**WHAT THIS EXERCISE ASKS**.
**a.** Extract from the cheese shop passage, word for word, the span from "In Adelaide's Central" up to and including "delivered last week.".
**b.** In the cheese shop passage, which cheeses did the friend order instead?
**c.** Could you carry on the cheese shop passage from its final sentence?

**PASSAGE**.
[BEGIN]

In Adelaide's Central Market recently we discovered The Smelly Cheese Shop stall. We chatted to an English chap working there and he mentioned that they sometimes have my beloved English Cheshire cheese. We couldn't find any on their website, so my friend ordered me some Wensleydale and Red Leicester instead. It was delivered last week.

The courier handed me a large box made of polystyrene foam (aka styrofoam); so large I had to dive in to locate the cheeses – two 250 g pieces – amidst the packing straw (which is green and good and a million times better than foam 'peanuts') and two gel packs much larger than the cheese pieces. I suddenly had this vision of big plastic boxes carrying small pieces of cheese all over Australia, and I felt a mixture of anger and frustration and despair. Are we learning nothing from our plastic-filled birds and oceans?

[END]

**ROWS**.
[BEGIN]

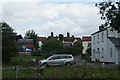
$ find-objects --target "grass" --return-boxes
[2,54,44,67]
[3,66,120,78]
[2,55,120,78]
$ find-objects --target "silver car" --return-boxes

[END]

**RESULTS FOR THE EXERCISE**.
**a.**
In Adelaide's Central Market recently we discovered The Smelly Cheese Shop stall. We chatted to an English chap working there and he mentioned that they sometimes have my beloved English Cheshire cheese. We couldn't find any on their website, so my friend ordered me some Wensleydale and Red Leicester instead. It was delivered last week.

**b.** Wensleydale and Red Leicester.

**c.**
So I rang The Smelly Cheese people. I told them how good their cheese was. I then expressed my concern about environmentally dodgy styrofoam: discarded polystyrene does not degrade for hundreds of years. There was a heavy silence at the other end. I asked if there was any chance of delivering future orders in, say, cardboard boxes, like our other cheese supplier does. The woman said she didn't think there was much chance of that. I explained that I would therefore not be able to place any more orders, affirming the reason why.

Instead of placating me by promising to pass on my comments, she had by now acquired the all-too-familiar defensiveness that many Aussies adopt if they perceive the faintest whiff of criticism. I explained that when I used the word 'you', I didn't mean her personally but the company. Another silence. I asked if she would pass on my comments. She agreed, but I wasn't sure she would, so I asked if it would be better to email my concerns. She sounded relieved not to be responsible, and, as it became clear she was about to get rid of me, thanked me disinterestedly for my feedback.

It's OK. I'm used to people reacting as if I'm an eccentric weirdo when I make complaints on behalf of the environment. A fruit loop. I am long past caring what people think, because I know that I am not alone and that I am right to be concerned. Next time the lady at The Smelly Cheese Shop takes a similar call, the penny might drop a little and perhaps she'll realise their packaging needs a rethink.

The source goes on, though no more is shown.